Stored data
============

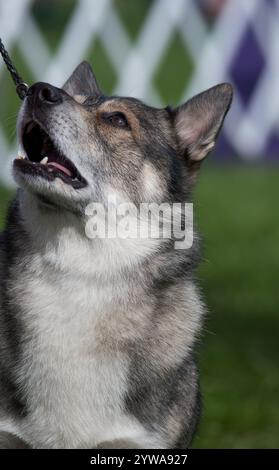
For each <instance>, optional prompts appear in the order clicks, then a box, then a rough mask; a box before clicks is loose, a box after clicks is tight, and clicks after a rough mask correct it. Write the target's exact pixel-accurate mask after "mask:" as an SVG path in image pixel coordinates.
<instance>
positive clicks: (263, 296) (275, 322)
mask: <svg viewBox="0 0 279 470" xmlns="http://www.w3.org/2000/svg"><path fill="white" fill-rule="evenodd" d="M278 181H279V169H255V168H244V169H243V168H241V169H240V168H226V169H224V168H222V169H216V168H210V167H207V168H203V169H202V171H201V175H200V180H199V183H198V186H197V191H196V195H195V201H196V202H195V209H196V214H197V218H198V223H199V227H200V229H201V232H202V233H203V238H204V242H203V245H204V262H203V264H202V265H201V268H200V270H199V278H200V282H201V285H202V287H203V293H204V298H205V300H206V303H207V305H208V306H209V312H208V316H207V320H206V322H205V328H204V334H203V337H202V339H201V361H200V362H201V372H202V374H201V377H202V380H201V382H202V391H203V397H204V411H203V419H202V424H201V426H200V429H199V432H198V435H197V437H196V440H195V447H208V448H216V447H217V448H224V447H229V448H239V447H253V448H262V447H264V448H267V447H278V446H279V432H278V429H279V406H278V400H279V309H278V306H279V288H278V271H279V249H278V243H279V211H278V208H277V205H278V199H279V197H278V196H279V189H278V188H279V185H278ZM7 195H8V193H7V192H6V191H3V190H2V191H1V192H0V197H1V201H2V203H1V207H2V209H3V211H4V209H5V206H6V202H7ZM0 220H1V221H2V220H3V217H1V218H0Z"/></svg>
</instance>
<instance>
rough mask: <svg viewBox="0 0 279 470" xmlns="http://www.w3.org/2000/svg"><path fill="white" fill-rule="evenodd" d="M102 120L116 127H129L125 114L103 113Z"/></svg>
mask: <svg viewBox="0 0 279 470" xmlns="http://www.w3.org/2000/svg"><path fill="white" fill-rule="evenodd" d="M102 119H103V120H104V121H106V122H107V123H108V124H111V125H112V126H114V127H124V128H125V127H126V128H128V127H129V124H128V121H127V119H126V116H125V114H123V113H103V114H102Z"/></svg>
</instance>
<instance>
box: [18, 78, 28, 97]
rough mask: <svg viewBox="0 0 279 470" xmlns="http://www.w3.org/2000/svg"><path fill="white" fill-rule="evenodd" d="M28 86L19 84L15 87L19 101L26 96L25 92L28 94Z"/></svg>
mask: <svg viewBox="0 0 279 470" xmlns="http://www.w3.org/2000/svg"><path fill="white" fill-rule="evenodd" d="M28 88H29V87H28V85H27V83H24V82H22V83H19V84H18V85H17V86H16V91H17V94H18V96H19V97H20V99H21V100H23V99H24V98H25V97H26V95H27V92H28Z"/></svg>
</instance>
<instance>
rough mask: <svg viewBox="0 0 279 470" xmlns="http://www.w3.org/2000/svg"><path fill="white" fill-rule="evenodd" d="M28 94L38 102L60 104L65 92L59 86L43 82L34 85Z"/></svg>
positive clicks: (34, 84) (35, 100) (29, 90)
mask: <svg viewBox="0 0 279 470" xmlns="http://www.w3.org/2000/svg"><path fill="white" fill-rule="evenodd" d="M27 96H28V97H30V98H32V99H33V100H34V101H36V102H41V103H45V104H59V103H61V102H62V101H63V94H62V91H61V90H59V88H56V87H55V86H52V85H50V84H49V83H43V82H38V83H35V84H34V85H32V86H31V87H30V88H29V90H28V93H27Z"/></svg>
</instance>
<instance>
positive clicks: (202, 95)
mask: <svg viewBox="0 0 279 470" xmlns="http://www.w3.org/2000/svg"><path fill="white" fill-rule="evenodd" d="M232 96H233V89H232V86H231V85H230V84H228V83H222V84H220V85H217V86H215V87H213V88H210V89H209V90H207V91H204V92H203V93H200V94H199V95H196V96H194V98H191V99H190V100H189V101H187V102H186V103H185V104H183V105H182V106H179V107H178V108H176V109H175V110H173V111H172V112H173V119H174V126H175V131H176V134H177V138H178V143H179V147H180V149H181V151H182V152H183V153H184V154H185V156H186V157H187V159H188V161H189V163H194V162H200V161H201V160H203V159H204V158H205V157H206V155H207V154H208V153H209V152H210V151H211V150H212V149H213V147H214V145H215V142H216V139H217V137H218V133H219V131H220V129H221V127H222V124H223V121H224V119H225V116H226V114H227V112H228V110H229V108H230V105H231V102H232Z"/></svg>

============

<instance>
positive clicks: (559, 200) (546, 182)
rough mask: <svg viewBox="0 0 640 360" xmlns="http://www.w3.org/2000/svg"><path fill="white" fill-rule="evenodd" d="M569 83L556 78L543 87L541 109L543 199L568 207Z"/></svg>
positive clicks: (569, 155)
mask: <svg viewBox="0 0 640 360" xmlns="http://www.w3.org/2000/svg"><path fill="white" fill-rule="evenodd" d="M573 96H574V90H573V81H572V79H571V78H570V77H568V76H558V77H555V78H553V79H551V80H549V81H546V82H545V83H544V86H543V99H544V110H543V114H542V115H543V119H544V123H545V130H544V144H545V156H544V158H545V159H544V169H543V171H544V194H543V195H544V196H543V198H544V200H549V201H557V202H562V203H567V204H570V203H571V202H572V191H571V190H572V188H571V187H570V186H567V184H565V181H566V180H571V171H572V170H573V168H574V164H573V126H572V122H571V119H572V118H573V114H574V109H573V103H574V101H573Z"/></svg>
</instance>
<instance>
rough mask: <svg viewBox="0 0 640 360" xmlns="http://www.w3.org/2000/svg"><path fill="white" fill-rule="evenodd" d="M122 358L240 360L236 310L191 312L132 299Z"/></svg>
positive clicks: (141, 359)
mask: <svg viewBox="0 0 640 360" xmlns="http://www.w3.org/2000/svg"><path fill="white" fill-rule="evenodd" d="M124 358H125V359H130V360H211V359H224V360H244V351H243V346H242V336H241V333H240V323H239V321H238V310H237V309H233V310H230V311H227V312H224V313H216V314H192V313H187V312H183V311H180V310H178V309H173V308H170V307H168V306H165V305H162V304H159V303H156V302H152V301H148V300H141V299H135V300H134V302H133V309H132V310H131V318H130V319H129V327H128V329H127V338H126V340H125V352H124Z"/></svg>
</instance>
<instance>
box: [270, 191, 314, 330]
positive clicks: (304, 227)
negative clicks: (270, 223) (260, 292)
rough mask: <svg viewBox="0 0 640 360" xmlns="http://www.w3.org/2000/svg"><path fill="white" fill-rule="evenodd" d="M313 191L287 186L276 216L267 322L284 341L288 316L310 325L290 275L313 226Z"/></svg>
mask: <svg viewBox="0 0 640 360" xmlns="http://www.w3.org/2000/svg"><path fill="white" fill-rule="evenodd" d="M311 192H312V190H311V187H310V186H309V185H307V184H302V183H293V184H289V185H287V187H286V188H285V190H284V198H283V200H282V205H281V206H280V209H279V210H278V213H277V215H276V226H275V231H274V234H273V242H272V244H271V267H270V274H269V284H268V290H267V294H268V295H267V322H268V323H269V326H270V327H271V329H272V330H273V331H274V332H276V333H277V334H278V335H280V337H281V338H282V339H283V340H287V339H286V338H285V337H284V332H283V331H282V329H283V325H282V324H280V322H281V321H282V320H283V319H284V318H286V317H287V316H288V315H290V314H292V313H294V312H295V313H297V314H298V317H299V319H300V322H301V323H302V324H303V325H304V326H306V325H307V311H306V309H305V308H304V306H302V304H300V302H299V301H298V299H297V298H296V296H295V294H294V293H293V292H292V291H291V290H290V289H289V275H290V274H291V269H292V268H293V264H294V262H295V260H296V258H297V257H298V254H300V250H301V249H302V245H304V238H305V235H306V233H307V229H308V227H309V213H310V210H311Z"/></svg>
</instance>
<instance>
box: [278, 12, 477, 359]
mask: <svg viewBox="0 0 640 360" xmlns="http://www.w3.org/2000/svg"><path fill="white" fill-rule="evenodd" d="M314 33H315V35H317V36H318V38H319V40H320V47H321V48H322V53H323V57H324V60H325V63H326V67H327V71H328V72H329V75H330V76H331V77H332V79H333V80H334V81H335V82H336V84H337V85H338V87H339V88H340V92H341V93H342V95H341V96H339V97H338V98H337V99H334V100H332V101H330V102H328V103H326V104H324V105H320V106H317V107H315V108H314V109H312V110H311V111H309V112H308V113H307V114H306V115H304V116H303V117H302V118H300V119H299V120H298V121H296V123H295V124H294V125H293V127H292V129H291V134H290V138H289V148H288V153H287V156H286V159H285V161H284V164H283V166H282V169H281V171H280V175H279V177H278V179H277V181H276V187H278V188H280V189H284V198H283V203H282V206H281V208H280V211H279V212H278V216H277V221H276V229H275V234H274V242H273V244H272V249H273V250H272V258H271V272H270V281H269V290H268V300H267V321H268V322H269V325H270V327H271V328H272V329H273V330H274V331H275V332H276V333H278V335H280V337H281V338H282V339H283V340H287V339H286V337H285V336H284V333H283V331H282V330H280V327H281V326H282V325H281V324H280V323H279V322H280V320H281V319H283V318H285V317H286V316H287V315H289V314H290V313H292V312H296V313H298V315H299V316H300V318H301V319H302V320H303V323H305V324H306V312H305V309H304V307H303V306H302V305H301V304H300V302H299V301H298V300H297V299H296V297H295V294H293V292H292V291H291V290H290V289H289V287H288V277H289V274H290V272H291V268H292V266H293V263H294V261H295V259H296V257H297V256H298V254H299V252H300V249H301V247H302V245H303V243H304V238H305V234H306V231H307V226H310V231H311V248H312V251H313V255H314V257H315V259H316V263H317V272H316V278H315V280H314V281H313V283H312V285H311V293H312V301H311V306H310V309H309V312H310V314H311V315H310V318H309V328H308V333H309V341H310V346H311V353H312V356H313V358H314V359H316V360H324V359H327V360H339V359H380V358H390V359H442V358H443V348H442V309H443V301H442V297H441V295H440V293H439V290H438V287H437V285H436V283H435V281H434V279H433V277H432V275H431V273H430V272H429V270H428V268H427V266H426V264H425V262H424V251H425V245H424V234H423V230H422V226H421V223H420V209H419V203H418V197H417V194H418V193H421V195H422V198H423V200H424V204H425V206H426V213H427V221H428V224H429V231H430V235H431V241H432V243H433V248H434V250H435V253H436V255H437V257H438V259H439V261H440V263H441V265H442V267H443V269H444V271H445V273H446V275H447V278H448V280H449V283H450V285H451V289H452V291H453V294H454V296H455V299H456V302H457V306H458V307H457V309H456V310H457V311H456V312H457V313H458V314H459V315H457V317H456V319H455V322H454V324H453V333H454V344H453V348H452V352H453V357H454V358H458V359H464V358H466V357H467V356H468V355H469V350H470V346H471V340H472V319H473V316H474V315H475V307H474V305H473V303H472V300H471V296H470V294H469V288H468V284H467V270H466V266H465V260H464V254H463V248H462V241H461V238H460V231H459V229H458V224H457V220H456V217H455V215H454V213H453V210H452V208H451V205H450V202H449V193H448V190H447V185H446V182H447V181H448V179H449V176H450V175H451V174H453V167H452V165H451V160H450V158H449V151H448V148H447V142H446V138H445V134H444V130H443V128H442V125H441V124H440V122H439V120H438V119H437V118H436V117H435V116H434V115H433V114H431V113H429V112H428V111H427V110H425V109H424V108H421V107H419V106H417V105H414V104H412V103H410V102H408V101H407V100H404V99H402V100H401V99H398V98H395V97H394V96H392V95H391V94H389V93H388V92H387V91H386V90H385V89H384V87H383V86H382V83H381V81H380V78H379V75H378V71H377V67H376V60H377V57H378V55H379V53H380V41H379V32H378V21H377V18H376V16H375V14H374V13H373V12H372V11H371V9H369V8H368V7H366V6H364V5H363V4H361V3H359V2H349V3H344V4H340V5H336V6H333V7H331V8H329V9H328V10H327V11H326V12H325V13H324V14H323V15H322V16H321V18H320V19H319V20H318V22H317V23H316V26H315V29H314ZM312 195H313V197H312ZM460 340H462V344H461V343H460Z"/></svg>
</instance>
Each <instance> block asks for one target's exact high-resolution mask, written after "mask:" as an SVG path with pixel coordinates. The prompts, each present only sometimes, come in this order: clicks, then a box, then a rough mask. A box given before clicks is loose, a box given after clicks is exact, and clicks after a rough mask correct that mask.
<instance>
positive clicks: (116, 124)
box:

============

* _DIRECTIONS FOR THIS TASK_
In the records, swap "rough mask" for "coarse mask" in the part that opens with the line containing "For each <instance>, optional" and closes with the line containing "positive clicks: (263, 296) (275, 322)", leaving everything else unchanged. Give back only those lines.

* _OUTPUT OF THE EXERCISE_
For each <instance>, optional prompts appear in the order clicks, then a box, then a coarse mask; a box before clicks is loose, a box after clicks is tight, and clicks after a coarse mask correct it. Write the target's exact pixel-accurate mask after "mask:" as an SVG path in image pixel coordinates.
<instance>
positive clicks: (263, 296) (275, 322)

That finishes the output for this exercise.